§ Task to complete
Rewrite the entries below, changing every "plastic bag" to "shopping bag" and keeping everything else the same. Leave out the pictures.
## START Exercise input
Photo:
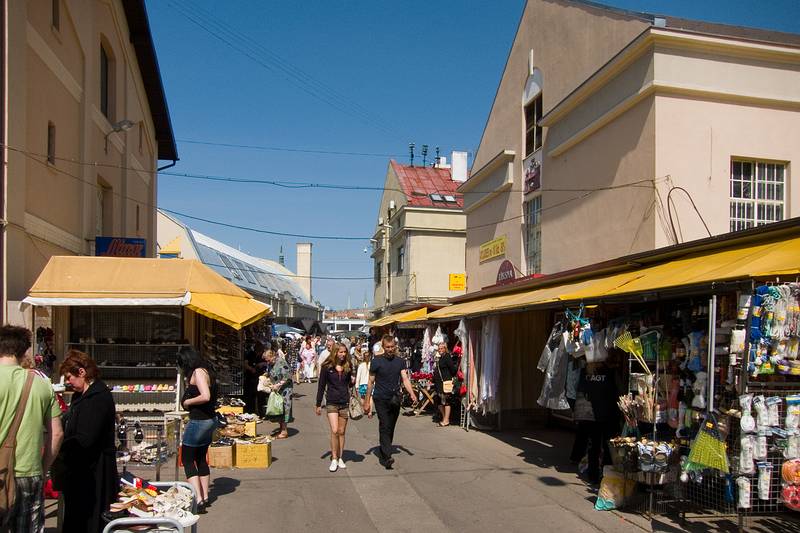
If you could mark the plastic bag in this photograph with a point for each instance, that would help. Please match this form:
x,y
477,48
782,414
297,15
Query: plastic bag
## END Exercise input
§ Exercise solution
Photo:
If you could mark the shopping bag in this photograph with a point for each instance, that would help. Please match this form:
x,y
477,48
782,414
297,15
Query: shopping bag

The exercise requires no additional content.